** start of Quoted passage **

This new macro in libtool.m4 checks the user's sed and reports a warning
if it truncates output. It works properly on the three systems I've
tested
it on and there are no test regressions on my Linux box.
What wasn't implemented:
#1 Checking various sed programs for ones that
may work, i.e. gsed, /usr/xpg4/bin/sed.
#2 Setting $SED and propogating it to the libtool script.
#3 Thinking about a macro for general use.
This macro serves a needed purpose as is, so I'd like to check it in.
As for the shortcomings above, anyone want to help?
I just can't spare the time right now.
ChangeLog entry:
2001-07-18 Robert Boehne <address@hidden>
* libtool.m4 (AC_LIBTOOL_SED_TRUNCATES): New macro that
determines whether or not the sed program being used by
libtool truncates its output up to 10010 characters on
a single line.
--
Robert Boehne Software Engineer
Ricardo Software Chicago Technical Center
TEL: (630)789-0003 x. 238
FAX: (630)789-0127
email: address@hidden
2001-07-18 Robert Boehne <address@hidden>
* libtool.m4 (AC_LIBTOOL_SED_TRUNCATES): New macro that
determines whether or not the sed program being used by
libtool truncates its output up to 10010 characters on
a single line.

** end of Quoted passage **

## Task list:
[a] Echo the stretch of the libtool message from "This macro serves" through "time right now." word for word.
[b] For each statement, answer yes or no on whether it agrees with the libtool message, and quote the deciding words from it exactly. (i) The macro was tested on three systems. (ii) The macro sets $SED and passes it on to the libtool script. (iii) The macro checks whether sed truncates output of up to 10010 characters on a single line.
The items after the libtool message are separate material.

** start of Provided information **

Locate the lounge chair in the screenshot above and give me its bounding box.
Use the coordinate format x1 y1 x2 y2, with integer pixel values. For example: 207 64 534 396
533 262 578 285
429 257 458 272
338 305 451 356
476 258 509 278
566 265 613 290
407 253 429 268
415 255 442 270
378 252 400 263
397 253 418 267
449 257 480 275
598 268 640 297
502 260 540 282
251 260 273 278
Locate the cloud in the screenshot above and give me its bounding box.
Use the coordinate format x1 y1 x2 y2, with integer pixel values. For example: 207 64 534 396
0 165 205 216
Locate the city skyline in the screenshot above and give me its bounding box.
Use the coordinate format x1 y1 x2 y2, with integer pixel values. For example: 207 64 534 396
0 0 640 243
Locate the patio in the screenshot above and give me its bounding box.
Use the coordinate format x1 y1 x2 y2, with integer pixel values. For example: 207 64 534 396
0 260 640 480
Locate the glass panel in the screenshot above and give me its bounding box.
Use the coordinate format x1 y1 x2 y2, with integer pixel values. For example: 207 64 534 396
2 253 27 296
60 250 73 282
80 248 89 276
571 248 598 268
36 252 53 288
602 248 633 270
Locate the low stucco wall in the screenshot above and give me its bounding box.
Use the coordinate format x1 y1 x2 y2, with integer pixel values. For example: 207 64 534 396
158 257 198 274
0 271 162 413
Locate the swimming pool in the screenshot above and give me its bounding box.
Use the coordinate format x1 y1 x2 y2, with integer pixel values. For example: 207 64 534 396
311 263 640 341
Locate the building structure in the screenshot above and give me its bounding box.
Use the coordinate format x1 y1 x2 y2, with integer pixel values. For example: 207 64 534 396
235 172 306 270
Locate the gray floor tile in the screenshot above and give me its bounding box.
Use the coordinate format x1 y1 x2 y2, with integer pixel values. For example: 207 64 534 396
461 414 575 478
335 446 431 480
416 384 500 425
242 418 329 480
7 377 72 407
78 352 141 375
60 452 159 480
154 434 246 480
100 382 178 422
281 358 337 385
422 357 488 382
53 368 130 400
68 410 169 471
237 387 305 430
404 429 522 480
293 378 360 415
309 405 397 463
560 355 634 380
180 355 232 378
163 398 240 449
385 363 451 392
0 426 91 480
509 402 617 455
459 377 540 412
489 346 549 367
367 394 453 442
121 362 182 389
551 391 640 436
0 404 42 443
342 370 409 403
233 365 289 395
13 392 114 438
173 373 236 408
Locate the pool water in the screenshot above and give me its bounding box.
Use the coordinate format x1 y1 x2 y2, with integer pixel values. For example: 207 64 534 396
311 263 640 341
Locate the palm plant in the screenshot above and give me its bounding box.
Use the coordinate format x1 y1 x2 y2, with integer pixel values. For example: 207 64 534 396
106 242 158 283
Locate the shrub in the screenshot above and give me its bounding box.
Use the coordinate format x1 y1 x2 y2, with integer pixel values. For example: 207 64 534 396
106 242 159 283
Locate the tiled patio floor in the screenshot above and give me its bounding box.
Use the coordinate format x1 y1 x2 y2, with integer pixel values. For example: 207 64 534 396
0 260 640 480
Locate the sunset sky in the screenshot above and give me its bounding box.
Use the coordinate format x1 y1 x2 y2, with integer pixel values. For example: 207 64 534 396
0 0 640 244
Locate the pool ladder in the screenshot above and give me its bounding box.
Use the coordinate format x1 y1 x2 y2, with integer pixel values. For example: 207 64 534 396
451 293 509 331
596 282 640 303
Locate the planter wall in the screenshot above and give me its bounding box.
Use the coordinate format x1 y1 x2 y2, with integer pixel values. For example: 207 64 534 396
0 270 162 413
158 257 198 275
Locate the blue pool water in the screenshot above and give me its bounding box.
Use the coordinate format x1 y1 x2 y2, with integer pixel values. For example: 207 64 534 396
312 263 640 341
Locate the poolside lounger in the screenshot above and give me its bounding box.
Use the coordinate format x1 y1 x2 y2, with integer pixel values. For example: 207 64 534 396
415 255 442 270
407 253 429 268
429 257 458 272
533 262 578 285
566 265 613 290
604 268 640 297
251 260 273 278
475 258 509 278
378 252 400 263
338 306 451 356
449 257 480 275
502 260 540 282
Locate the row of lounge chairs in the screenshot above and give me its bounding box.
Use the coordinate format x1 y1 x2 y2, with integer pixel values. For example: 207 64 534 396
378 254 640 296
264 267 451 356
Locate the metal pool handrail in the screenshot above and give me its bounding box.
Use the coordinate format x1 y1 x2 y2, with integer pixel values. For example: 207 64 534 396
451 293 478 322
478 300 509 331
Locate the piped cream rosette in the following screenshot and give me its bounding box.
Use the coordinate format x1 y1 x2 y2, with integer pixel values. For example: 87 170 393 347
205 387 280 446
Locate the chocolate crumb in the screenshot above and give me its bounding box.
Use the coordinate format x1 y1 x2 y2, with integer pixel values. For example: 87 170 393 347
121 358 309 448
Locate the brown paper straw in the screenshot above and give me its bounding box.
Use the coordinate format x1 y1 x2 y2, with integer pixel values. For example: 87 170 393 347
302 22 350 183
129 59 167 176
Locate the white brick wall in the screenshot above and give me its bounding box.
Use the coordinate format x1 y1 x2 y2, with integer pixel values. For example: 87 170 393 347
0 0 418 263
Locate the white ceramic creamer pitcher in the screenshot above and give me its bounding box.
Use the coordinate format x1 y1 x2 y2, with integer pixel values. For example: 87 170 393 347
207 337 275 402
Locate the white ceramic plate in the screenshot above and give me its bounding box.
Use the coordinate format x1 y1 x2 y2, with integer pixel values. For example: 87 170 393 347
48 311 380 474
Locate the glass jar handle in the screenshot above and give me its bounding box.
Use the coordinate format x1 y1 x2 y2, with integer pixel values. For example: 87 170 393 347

** end of Provided information **

## Solved problems:
[a]
This macro serves a needed purpose as is, so I'd like to check it in.
As for the shortcomings above, anyone want to help?
I just can't spare the time right now.

[b]
(i) Yes: "It works properly on the three systems I've tested"
(ii) No: "What wasn't implemented:" followed by "#2 Setting $SED and propogating it to the libtool script."
(iii) Yes: "truncates its output up to 10010 characters on a single line"